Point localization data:
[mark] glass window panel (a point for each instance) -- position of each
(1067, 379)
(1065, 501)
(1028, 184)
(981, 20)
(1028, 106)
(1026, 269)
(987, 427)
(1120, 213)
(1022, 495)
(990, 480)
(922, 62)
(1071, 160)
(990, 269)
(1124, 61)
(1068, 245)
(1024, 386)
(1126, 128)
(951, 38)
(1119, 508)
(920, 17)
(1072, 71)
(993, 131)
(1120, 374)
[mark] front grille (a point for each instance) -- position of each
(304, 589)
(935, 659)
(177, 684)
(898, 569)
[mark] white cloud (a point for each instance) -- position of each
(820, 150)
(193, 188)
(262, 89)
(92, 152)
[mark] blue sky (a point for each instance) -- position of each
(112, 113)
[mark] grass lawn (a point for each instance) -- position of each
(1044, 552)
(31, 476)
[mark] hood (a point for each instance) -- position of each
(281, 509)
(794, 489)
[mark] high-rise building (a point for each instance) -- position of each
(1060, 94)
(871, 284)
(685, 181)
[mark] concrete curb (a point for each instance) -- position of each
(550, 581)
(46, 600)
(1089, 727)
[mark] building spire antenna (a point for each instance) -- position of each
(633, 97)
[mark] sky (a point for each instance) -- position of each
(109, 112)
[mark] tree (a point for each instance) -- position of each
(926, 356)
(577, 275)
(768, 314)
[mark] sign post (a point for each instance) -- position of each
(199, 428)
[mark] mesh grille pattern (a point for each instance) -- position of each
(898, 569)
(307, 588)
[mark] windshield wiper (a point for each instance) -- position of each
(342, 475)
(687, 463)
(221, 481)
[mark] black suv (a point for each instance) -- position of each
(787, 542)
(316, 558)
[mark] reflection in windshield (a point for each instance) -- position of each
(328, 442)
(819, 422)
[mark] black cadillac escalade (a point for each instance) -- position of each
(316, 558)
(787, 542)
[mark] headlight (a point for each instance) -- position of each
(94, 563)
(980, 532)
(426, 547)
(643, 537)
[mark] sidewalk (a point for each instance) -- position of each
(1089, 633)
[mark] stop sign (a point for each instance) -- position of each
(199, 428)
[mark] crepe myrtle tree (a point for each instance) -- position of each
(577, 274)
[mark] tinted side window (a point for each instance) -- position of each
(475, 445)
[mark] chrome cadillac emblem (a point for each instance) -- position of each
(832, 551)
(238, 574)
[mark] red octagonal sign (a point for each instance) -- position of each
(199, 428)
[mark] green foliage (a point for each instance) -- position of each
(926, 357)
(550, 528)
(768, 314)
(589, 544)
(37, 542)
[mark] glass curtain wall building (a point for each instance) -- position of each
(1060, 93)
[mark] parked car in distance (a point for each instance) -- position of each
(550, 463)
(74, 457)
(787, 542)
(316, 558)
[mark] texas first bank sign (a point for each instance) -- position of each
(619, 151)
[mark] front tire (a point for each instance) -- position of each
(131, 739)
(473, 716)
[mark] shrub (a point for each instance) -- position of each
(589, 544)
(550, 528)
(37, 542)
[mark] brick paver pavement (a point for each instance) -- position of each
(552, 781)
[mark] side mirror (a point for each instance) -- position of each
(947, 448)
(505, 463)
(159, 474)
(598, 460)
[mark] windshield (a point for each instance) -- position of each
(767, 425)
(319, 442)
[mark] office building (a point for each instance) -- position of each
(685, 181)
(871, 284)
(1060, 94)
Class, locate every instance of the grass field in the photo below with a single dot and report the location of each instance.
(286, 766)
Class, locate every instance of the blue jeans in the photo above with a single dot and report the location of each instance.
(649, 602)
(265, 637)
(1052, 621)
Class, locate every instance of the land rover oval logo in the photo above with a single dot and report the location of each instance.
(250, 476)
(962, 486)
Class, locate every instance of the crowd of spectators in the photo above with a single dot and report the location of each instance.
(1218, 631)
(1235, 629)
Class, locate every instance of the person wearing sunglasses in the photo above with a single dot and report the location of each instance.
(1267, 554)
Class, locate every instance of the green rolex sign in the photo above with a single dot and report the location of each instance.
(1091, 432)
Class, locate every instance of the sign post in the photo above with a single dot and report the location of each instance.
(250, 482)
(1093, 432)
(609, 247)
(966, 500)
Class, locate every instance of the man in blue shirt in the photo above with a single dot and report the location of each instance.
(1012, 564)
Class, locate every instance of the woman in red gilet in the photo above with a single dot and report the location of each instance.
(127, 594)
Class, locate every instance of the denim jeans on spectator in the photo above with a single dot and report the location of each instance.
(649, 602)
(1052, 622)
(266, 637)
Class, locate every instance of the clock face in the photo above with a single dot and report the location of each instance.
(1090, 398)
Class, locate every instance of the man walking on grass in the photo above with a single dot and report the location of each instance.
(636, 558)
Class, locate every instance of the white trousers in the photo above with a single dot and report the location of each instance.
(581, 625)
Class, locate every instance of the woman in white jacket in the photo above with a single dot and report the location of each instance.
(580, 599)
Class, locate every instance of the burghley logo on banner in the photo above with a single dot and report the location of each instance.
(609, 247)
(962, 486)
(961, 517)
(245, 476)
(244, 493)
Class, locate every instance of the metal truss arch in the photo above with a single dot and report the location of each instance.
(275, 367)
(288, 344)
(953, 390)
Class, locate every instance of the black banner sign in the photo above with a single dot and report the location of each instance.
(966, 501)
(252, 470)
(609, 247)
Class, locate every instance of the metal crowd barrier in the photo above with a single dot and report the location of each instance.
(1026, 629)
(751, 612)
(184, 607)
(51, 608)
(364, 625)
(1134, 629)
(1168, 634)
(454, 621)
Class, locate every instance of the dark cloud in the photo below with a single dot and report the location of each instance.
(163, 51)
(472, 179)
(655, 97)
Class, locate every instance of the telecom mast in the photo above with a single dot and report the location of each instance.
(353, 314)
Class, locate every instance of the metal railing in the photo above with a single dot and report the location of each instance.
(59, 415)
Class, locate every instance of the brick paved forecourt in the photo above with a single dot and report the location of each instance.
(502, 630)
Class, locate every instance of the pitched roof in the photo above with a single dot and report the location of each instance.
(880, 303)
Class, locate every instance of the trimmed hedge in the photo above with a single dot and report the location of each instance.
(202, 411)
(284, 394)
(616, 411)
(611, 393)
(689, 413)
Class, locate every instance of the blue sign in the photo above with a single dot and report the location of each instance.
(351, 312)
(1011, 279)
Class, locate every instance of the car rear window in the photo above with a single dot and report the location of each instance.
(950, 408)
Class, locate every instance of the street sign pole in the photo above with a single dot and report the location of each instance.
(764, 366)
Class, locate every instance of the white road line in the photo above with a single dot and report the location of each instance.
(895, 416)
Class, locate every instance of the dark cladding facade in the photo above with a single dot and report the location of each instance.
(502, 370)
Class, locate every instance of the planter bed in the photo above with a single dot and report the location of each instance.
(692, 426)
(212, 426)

- [Activity]
Transcribe the entries above so that nothing in them differs from the original.

- [Solution below]
[mark] glass window panel (a point for each instance) -- position of each
(1067, 379)
(1065, 501)
(1028, 184)
(981, 20)
(1028, 106)
(1026, 269)
(987, 427)
(1120, 213)
(1022, 495)
(990, 480)
(922, 62)
(1071, 160)
(990, 269)
(1124, 61)
(1068, 245)
(1024, 386)
(1126, 128)
(951, 38)
(1119, 508)
(920, 17)
(1072, 71)
(993, 131)
(1120, 374)
[mark] front grille (a point for each instance) -- position of each
(304, 589)
(935, 659)
(177, 684)
(898, 569)
[mark] white cloud (a point for each instance) -- position of each
(820, 150)
(193, 188)
(262, 89)
(92, 152)
[mark] blue sky (a point for each instance) -- position of each
(112, 113)
[mark] grass lawn (a point for each instance) -- position of each
(1044, 552)
(31, 476)
[mark] hood (a point for each instance) -- position of each
(281, 509)
(794, 489)
[mark] high-rise building (a point for each instance) -- position of each
(1060, 94)
(871, 284)
(685, 181)
[mark] concrete curb (a point for each instance) -- position of each
(550, 581)
(46, 600)
(1089, 727)
[mark] building spire antenna (a point for each instance) -- position of each
(633, 97)
[mark] sky (a point for each instance) -- position of each
(109, 112)
[mark] tree (a point for each instance) -- position of each
(926, 356)
(577, 275)
(768, 314)
[mark] sign post (a point for each instance) -- position of each
(199, 428)
[mark] mesh grille pattern (a point for each instance) -- position of each
(898, 569)
(307, 588)
[mark] windshield wiper (a point for each instance) -- position of each
(342, 475)
(687, 463)
(221, 481)
[mark] black suv (a point for each instance) -- position of each
(787, 542)
(316, 558)
[mark] reflection in windshield (a point for each instance) -- position of each
(328, 442)
(819, 422)
[mark] black cadillac escalade (a point for each instance) -- position of each
(316, 558)
(787, 542)
[mark] headlight (a point for each instance) -- position of each
(94, 563)
(980, 532)
(426, 547)
(643, 537)
[mark] sidewalk (a point for each instance) -- position of each
(1089, 633)
[mark] stop sign (a point for each instance) -- position of each
(199, 428)
[mark] crepe myrtle tree (a point for each instance) -- position of each
(577, 274)
[mark] tinted side window (a point for each instance) -- position of each
(475, 445)
[mark] chrome cadillac emblem (a point for each instance) -- position of each
(832, 551)
(238, 574)
[mark] red octagonal sign (a point for each instance) -- position of each
(199, 428)
[mark] green foliage (a point for each instance) -- position of each
(926, 357)
(550, 528)
(768, 314)
(589, 544)
(37, 542)
[mark] glass curtain wall building (a point for each instance) -- position of each
(1060, 93)
[mark] parked car in distance (a point for each instance) -- position of each
(550, 463)
(74, 457)
(787, 542)
(316, 558)
[mark] texas first bank sign (a point for each instance) -- position of each
(619, 151)
[mark] front tire (a point for each instance) -- position of each
(131, 739)
(473, 716)
[mark] shrub (a point for each instance) -- position of each
(589, 544)
(550, 528)
(37, 542)
[mark] brick paver pavement (a point for each instance) -- position of each
(552, 781)
[mark] side mirror (a point for each instance) -- position of each
(947, 448)
(505, 463)
(159, 474)
(598, 460)
[mark] windshield (a point for each instance) -- position of each
(767, 425)
(319, 442)
[mark] office building (a point for each instance) -- position of each
(685, 181)
(871, 284)
(1060, 94)
Class, locate every instance of the grass field in the photo below with a single dot and report the location of each instance.
(286, 766)
Class, locate every instance of the blue jeans in the photo above with a single dot and report the location of each instance.
(649, 602)
(265, 637)
(1052, 621)
Class, locate every instance of the land rover oval logo in the photo above with a single dot and report the location of each instance.
(250, 476)
(962, 486)
Class, locate every instance of the crowd of spectators in the photo above with a single dot and report the location of each instance.
(1218, 631)
(1235, 629)
Class, locate every instance of the person wearing sunglasses in the photo above with a single dot and report the location of each instance.
(1267, 554)
Class, locate every instance of the green rolex sign in the photo above with a single dot and report the location of each instance.
(1091, 432)
Class, locate every instance of the sign post in the photo above with a single dot and report the location of each instance.
(250, 482)
(1093, 432)
(609, 247)
(966, 500)
Class, locate every instance of the man in blue shirt in the photo above with a single dot and report the location of each instance.
(1012, 564)
Class, locate every instance of the woman in red gilet in the photo above with a single dot and report the location of each instance.
(127, 594)
Class, locate every instance of the denim jeans on spectator in the photo above with a single dot and report the location of each instance.
(649, 602)
(1052, 622)
(266, 637)
Class, locate every instance of the clock face in the photo above with a single dot and report the location of each instance.
(1090, 398)
Class, locate every instance of the man walking on grass in the photo above with a single dot and report the location of each instance.
(636, 558)
Class, locate every instance of the white trousers in the photo above with a single dot and report the location of each instance.
(581, 625)
Class, locate every instance of the woman in white jacket in the photo above with a single dot and report the location of each instance.
(580, 599)
Class, locate every instance of the burghley logo on banner in the photo above with a single dot and report the location of each instance.
(609, 247)
(962, 486)
(961, 517)
(245, 476)
(244, 493)
Class, locate every instance of the metal truss arch in the photo above with a single dot and report the location of each instance.
(275, 367)
(288, 344)
(953, 390)
Class, locate every instance of the black banner sign in the photo above with a single dot and report the location of each instance.
(966, 501)
(252, 470)
(609, 247)
Class, locate every instance of the metal crowd barrier in the photo above with a single dot and report the location of each instance.
(1026, 629)
(751, 612)
(184, 607)
(51, 608)
(364, 625)
(1134, 629)
(1168, 634)
(454, 621)
Class, locate every instance of the dark cloud in the photo below with a single dot and report the location of each instance.
(163, 51)
(472, 179)
(655, 97)
Class, locate every instance of the telecom mast in the photo above with a single dot and report the location of each instance.
(353, 314)
Class, locate every instance of the metal railing in the photo above with a single dot and report the location of each instance.
(59, 415)
Class, locate every instance of the brick paved forecourt in the photo above with a single dot and report the location of each instance.
(502, 630)
Class, locate every instance of the pitched roof in the photo above with a single dot and report the location of each instance.
(880, 303)
Class, locate every instance of the trimmed hedge in the photo above with a single dot and report the location of each instance.
(202, 411)
(284, 394)
(616, 411)
(611, 393)
(689, 413)
Class, locate every instance of the blue sign in the photo above with a single dot and report the location of each instance.
(351, 312)
(1011, 279)
Class, locate every instance of the car rear window in the photo above with a single dot and report the location of each instance.
(950, 408)
Class, locate every instance of the street sign pole in the photo above with a single dot and report the location of each instance.
(764, 366)
Class, locate every instance of the white road line in the photo above with a single dot and report the location of each instance.
(895, 416)
Class, locate every instance of the dark cladding facade in the photo above with a single dot and report the location of each instance.
(502, 370)
Class, locate every instance of the planter bed in the photo above with a single dot and report the location of each instance.
(692, 426)
(212, 426)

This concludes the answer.